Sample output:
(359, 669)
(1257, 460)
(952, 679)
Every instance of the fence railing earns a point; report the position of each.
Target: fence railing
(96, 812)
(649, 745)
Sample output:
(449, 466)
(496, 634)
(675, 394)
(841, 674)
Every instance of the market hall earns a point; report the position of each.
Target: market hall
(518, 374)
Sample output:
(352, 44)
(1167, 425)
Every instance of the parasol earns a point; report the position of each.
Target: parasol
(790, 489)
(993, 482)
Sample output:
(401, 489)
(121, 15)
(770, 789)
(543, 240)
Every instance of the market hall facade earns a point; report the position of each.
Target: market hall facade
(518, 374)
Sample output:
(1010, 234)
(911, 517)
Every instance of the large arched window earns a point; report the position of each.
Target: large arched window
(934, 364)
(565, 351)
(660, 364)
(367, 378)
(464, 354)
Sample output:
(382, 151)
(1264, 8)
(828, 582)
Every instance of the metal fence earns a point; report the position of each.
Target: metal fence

TASK INSTRUCTIONS:
Copy every line of the material, please, keeping it exactly the same.

RESULT BELOW:
Sample output:
(359, 669)
(1257, 460)
(952, 679)
Every instance of the fence railing earns a point; report the position of each.
Target: fence railing
(96, 812)
(649, 745)
Sample output:
(449, 466)
(496, 634)
(675, 394)
(841, 674)
Every instance of the market hall earns a point; report the position of each.
Target: market hall
(518, 374)
Sample output:
(352, 44)
(1167, 425)
Every instance of the parasol earns a point; report the position of each.
Target: parasol
(790, 489)
(993, 482)
Sample output:
(401, 489)
(121, 15)
(770, 789)
(543, 240)
Every instance of the market hall facade earns a point; report the position of each.
Target: market hall facade
(518, 374)
Sample output:
(1010, 234)
(911, 517)
Every instance of the large arched window earns a point; report the position of each.
Target: large arched window
(934, 364)
(565, 351)
(660, 364)
(367, 378)
(464, 354)
Sample output:
(382, 151)
(1264, 8)
(828, 582)
Every instance of the metal fence earns a point; report the position of each.
Target: metal fence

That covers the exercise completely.